» **Document**:
+++

First, you could ask yourself: "Alright, why would the president be here". Provide an answer for that yourself: "He's in the forest because it's his day off and he likes to hunt, and he's out hunting".

You've provided a context for him to be there, now to find him. You might call out "Hello?! Is anyone here", or look for other signs of people, civilisation. You might get a response, but it's not the president, its a forest ranger. Not a problem, ask him to lead you to the hunting party that passed by. Or you might come across a road... look for parked cars, make one of them a limousine. Aha, the president's car. He must be close by.

In short, work towards creating a place in your dream for the person you're looking for. Provide a reason for him/her to be there, and if that isn't enough, start following breadcrumps, basically working with associations. If you're looking for a hot swimwear model, you might want to find some pictures of her first, or come across a photo shoot. If you're looking for a friend you knew who passed away, try to think of items that he had that symbolise him in some way and find those first. 

The more associations and context you can bring into your dream, the higher the chance of finding the person becomes. Ideally, if you can chance dreamscenes, move into a dreamscene where the person would be almost garantued to be.

+++

» **Provided data**:

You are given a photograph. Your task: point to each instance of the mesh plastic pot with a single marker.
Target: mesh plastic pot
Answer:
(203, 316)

+++

» **Short task 1**: Translate this sentence from the text on finding someone in a dream above into Spanish: "In short, work towards creating a place in your dream for the person you're looking for."
» **Short task 2**: Please go on with the text on finding someone in a dream, starting after its final sentence.

» **Written response 1**: En resumen, procura crear en tu sueño un lugar para la persona que estás buscando.

» **Written response 2**:
In a different topic, I haven't experimented with this yet, but I'm thinking about trying to 'transform' a dc into the person I'm looking for. In my dreams, as in those of many, dream characters often spontaniously change identity and appearance while the dream progresses. I figure it might be possible to make this inherent dreamquality work for you by simply getting a dreamcharacter and trying to make him/her transform into the person you're looking for. You might not want to watch it directly though (not sure), but you could for instance grab a dreamcharacter, tell him to go into the next room and come back, and transform him out of sight, so to speak.

Although that last bit I've no experience with yet. Its my current dreamgoal, to see if its easier going by that route  :smiley: 

Anyways, hope that helps,

-Redrivertears-

----------


## Clairity

Redrivertears, I don't think I've ever read about methods like the ones you brought up in your post.

Great ideas and I'll definately be giving them a try. Thanks for posting!!  ::D:

----------


## Citizen

The things that Redriver is talking about are the reasons why I have yet been unable to have a DILD lol

For me, it'd be like "Wow! Look the president is here! What's he doing here?" and instead of reality checking I'll just assume it's his day off and he's hunting! AH!

The other night I had a dream where I went into a McDonalds and EVERYTHING had the word "LUCID" on it and I was like "Wow! McDonald's is giving lucid dreaming the attention it deserves!"  :Bang head: 

Somebody hit me!
 ::bslap::

----------


## Hobo-Pat

Instead of you waiting around and calling/ phoning etc . . . go to their house, they might be there

----------


## orange_entity

I telepathically try to call the person, and if that doesn't work I begin seaching the dream for him. I sometimes ask people, take their phones, read bulletins, etc. Sometimes I just have a feeling I'll find the person in a particular building or a certain DC will help me find him/her.

----------


## Luisu

I ask DC too, but I think they just want me to walk in circles, haha.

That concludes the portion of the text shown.